TASK DETAILS
Pick out every line of the records below that contains the string "using", with matching case, and copy each one.

GIVEN RECORDS
———

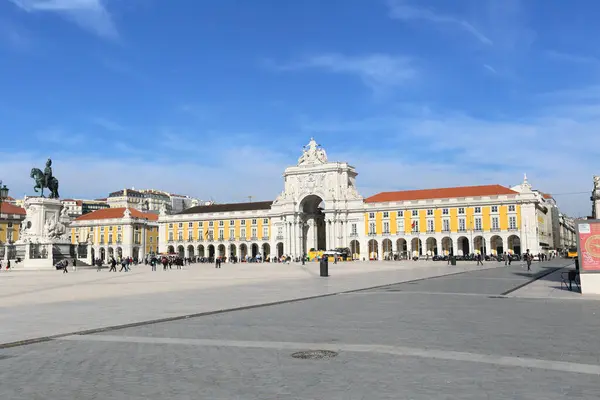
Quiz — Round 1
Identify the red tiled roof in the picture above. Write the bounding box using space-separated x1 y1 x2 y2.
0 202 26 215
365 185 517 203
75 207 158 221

———

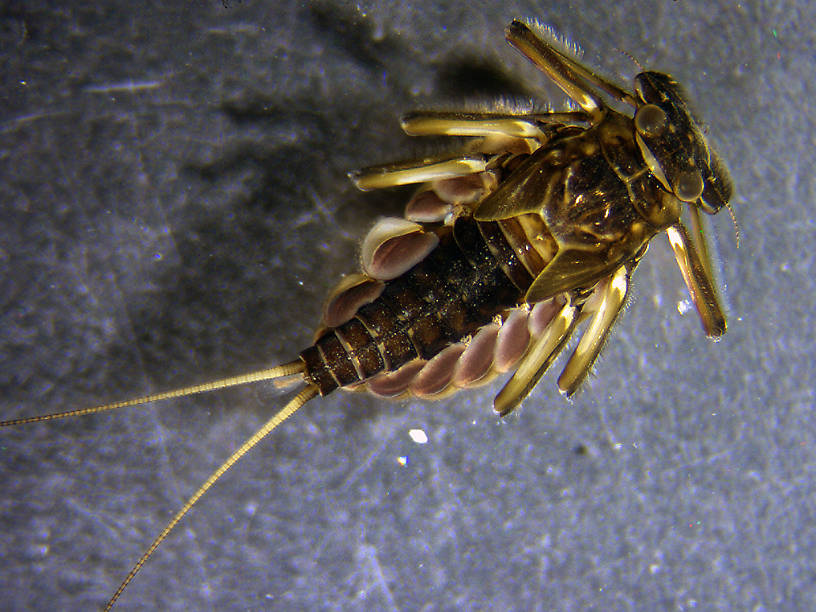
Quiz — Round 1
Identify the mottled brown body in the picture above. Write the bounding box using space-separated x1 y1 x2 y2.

———

CORRECT OUTPUT
Identify the red tiled roof in the picture above. Write the bounding box using space-separated x1 y1 x2 y2.
Identify the mottled brown body in the picture above. Write the bounding box using space-separated x1 y1 x2 y2.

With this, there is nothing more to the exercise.